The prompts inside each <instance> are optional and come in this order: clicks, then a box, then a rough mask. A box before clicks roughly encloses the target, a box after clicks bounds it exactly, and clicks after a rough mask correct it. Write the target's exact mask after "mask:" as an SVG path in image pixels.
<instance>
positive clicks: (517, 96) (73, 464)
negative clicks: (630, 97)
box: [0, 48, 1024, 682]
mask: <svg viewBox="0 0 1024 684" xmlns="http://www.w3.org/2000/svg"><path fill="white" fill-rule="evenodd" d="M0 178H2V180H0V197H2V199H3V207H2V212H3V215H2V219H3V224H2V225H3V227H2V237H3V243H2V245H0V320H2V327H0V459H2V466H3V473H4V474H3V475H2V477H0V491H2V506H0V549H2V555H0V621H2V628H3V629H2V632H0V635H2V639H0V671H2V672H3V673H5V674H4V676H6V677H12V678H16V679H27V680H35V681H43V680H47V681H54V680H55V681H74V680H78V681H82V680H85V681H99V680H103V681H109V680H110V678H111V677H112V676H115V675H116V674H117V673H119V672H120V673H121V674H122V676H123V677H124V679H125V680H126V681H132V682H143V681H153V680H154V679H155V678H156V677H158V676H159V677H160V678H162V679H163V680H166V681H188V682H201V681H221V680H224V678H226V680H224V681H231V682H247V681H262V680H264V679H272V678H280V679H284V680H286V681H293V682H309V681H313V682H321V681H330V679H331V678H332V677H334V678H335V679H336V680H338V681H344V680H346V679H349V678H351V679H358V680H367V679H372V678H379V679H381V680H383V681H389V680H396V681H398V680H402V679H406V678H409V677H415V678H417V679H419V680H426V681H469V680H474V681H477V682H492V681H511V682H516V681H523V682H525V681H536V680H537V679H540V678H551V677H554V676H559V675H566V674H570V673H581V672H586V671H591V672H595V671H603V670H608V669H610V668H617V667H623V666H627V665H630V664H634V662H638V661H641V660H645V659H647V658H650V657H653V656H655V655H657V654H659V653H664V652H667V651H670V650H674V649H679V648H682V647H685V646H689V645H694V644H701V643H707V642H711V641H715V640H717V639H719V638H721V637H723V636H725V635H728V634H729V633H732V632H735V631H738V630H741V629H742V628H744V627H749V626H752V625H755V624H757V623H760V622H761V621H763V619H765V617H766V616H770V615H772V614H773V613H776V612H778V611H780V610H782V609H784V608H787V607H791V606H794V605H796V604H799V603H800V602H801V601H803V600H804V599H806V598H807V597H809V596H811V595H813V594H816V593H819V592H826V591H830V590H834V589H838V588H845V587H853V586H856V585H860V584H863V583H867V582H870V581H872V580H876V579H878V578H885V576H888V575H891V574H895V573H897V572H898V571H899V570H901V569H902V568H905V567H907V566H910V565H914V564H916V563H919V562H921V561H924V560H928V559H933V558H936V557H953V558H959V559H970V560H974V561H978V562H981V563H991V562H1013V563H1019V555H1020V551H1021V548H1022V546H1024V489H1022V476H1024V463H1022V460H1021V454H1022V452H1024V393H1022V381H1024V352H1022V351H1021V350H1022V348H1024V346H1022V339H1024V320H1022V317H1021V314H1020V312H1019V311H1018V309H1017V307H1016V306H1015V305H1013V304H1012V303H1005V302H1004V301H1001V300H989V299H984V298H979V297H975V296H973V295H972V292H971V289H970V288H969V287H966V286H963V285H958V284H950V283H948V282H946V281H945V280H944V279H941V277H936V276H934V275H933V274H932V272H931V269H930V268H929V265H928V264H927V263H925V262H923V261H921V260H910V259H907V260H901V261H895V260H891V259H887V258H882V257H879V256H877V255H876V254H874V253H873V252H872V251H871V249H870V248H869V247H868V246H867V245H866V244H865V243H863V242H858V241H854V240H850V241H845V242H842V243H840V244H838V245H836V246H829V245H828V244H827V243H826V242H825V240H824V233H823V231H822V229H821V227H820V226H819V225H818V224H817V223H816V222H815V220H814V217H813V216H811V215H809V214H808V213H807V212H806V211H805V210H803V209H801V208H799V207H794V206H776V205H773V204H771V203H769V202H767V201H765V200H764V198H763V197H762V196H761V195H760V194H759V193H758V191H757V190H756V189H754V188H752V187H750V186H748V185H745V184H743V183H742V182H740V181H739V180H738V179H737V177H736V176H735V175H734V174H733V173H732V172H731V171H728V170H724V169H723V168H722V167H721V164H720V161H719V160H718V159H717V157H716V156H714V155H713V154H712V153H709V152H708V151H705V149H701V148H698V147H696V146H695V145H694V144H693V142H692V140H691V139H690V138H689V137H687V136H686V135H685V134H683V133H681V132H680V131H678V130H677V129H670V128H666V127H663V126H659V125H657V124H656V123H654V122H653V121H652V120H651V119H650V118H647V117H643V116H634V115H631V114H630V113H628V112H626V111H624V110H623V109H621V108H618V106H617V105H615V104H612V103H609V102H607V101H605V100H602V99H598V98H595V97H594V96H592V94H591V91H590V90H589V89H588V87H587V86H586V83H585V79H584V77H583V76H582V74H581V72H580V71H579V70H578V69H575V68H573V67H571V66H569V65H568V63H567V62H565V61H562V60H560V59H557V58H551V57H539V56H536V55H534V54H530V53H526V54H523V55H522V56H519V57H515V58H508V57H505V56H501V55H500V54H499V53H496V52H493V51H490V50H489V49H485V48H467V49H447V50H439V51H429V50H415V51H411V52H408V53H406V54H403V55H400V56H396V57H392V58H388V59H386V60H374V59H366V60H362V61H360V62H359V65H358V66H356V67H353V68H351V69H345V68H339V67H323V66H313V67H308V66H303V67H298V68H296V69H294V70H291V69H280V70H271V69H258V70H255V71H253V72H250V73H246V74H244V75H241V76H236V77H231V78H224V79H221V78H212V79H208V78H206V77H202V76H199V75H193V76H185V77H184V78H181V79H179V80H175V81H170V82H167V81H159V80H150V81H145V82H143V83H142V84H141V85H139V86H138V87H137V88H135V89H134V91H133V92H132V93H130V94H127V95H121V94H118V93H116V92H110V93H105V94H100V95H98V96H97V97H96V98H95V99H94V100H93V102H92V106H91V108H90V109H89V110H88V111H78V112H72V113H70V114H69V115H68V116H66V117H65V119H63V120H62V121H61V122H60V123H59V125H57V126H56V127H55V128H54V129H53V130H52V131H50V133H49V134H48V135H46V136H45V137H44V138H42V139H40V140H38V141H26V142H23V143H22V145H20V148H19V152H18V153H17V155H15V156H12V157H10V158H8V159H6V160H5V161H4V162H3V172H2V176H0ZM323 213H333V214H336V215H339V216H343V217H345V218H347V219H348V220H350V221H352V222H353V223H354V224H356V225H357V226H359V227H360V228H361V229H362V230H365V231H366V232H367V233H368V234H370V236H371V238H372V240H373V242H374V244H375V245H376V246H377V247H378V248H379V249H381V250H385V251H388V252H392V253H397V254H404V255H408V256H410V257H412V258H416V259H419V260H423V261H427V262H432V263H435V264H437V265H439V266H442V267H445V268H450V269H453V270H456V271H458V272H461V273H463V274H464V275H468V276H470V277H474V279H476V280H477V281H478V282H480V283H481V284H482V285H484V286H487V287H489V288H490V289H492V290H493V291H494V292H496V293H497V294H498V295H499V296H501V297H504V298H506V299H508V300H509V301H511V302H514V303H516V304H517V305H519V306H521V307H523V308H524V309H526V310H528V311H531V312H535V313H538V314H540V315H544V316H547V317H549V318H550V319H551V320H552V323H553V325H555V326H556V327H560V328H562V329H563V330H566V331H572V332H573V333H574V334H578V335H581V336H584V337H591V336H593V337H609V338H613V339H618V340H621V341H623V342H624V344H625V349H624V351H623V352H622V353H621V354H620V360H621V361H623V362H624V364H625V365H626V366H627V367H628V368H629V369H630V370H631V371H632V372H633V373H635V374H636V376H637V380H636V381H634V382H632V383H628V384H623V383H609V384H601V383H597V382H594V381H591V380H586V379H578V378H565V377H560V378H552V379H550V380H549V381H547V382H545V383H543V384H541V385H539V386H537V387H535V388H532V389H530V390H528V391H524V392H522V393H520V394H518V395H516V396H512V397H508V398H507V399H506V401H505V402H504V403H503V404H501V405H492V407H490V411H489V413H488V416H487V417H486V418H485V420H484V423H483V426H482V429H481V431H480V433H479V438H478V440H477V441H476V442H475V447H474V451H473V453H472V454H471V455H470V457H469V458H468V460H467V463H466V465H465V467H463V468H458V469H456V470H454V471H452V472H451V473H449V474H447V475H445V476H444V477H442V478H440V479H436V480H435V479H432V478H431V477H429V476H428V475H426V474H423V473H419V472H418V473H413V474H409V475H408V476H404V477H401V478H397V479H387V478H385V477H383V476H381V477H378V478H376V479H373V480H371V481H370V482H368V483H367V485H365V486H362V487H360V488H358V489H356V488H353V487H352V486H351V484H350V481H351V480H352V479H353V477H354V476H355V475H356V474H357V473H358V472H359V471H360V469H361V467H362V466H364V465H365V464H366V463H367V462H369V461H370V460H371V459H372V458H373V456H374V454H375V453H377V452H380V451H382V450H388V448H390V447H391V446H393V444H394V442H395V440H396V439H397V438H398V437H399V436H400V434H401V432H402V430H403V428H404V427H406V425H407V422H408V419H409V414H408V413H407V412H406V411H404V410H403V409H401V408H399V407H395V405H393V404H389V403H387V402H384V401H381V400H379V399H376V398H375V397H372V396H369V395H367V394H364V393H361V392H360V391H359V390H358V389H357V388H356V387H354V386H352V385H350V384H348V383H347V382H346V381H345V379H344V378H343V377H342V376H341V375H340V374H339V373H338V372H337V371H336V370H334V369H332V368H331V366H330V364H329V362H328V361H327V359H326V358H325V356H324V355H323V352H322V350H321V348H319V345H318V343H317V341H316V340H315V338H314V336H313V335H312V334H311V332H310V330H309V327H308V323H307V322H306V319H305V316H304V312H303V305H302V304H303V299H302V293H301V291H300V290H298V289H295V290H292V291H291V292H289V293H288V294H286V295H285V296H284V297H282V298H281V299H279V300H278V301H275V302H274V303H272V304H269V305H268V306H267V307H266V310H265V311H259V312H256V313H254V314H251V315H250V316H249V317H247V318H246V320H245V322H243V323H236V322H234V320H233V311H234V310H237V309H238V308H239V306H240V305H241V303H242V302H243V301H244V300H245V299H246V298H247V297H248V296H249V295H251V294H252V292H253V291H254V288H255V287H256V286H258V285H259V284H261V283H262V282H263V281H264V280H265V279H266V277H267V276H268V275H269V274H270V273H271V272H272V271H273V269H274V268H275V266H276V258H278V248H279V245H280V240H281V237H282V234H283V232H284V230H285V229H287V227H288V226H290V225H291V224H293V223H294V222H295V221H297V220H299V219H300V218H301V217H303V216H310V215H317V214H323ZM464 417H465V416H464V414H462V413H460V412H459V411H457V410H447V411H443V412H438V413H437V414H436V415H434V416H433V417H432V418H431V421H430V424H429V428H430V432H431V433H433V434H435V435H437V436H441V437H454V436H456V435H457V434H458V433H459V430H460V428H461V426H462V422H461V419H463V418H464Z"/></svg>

──────────

Goal of the exercise:
Copy the listing above verbatim, from its first line through the line containing "box: [0, 48, 1024, 682]", including both.

Task answer:
The prompts inside each <instance> are optional and come in this order: clicks, then a box, then a rough mask. A box before clicks roughly encloses the target, a box after clicks bounds it exactly, and clicks after a rough mask correct it. Write the target's exact mask after "mask:" as an SVG path in image pixels.
<instance>
positive clicks: (517, 96) (73, 464)
negative clicks: (630, 97)
box: [0, 48, 1024, 682]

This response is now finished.